### THE RECORDS

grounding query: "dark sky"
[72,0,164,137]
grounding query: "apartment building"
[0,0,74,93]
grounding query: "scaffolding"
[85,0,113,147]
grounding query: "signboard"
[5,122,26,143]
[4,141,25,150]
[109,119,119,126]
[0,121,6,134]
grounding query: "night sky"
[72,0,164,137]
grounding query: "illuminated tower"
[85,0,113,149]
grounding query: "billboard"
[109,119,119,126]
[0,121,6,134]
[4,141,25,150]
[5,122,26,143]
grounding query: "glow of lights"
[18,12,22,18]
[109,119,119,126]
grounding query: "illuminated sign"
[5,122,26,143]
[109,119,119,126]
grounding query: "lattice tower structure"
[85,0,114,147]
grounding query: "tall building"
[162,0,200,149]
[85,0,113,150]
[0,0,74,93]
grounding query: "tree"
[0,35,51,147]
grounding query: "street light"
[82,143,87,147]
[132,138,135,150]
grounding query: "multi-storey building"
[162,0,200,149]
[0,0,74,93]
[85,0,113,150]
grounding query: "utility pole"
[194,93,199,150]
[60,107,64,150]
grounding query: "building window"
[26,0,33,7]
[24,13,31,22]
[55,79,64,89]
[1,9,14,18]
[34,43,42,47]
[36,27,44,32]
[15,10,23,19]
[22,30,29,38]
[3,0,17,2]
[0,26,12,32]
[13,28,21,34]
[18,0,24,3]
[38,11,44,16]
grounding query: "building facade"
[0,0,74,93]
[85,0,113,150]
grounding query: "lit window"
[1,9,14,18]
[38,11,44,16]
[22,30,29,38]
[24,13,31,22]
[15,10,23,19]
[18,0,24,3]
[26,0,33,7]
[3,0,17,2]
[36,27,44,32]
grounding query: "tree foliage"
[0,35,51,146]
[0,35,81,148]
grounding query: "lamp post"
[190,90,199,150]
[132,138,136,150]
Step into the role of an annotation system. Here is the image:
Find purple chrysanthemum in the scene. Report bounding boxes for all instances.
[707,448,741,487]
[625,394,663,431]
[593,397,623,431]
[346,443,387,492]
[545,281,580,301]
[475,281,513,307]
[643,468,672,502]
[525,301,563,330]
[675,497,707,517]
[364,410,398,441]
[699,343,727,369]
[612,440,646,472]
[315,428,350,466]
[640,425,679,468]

### TASK DESCRIPTION
From the records above, extract every entry exactly as given.

### EXERCISE RESPONSE
grounding query: "dark sky"
[72,0,164,137]
grounding query: "apartment building"
[0,0,74,93]
grounding query: "scaffolding"
[85,0,113,147]
grounding query: "signboard"
[5,122,26,143]
[4,141,25,150]
[109,119,119,126]
[0,121,6,134]
grounding query: "night sky"
[72,0,164,137]
grounding query: "illuminated tower"
[85,0,113,149]
grounding query: "billboard"
[109,119,119,126]
[0,121,6,134]
[4,141,25,150]
[5,122,26,143]
grounding query: "glow of lights"
[18,12,22,18]
[109,119,119,126]
grounding query: "illuminated sign"
[5,122,26,143]
[109,119,119,126]
grounding query: "lattice tower structure"
[85,0,114,147]
grounding query: "tall building"
[162,0,200,149]
[85,0,113,150]
[0,0,74,93]
grounding query: "tree"
[0,35,51,147]
grounding query: "street light"
[82,143,87,147]
[132,138,135,150]
grounding query: "multi-storey building"
[162,0,200,149]
[0,0,74,93]
[85,0,113,150]
grounding query: "utility pole"
[194,93,199,150]
[60,107,64,150]
grounding query: "building window"
[26,0,33,7]
[24,13,31,22]
[55,79,64,89]
[1,9,14,18]
[34,43,42,47]
[36,27,44,32]
[15,10,23,19]
[22,30,29,38]
[3,0,17,2]
[0,26,12,32]
[13,28,21,34]
[18,0,24,3]
[38,11,44,16]
grounding query: "building facade"
[0,0,74,93]
[85,0,113,150]
grounding query: "lit window"
[1,9,14,18]
[38,11,44,16]
[22,30,29,38]
[24,13,31,22]
[15,10,23,19]
[18,0,24,3]
[26,0,33,7]
[3,0,17,2]
[36,27,44,32]
grounding query: "tree foliage"
[0,35,51,146]
[0,35,81,148]
grounding query: "lamp post"
[190,90,199,150]
[132,138,136,150]
Step into the role of an annotation system. Here is the image:
Find purple chrysanthemum in the scene. Report bounding boxes for all instances.
[707,448,741,487]
[625,394,663,431]
[593,397,623,431]
[346,443,387,492]
[545,281,580,301]
[475,281,513,307]
[643,468,672,502]
[525,301,563,330]
[675,497,707,517]
[364,410,398,441]
[699,343,727,369]
[612,440,646,472]
[315,428,350,466]
[640,425,679,468]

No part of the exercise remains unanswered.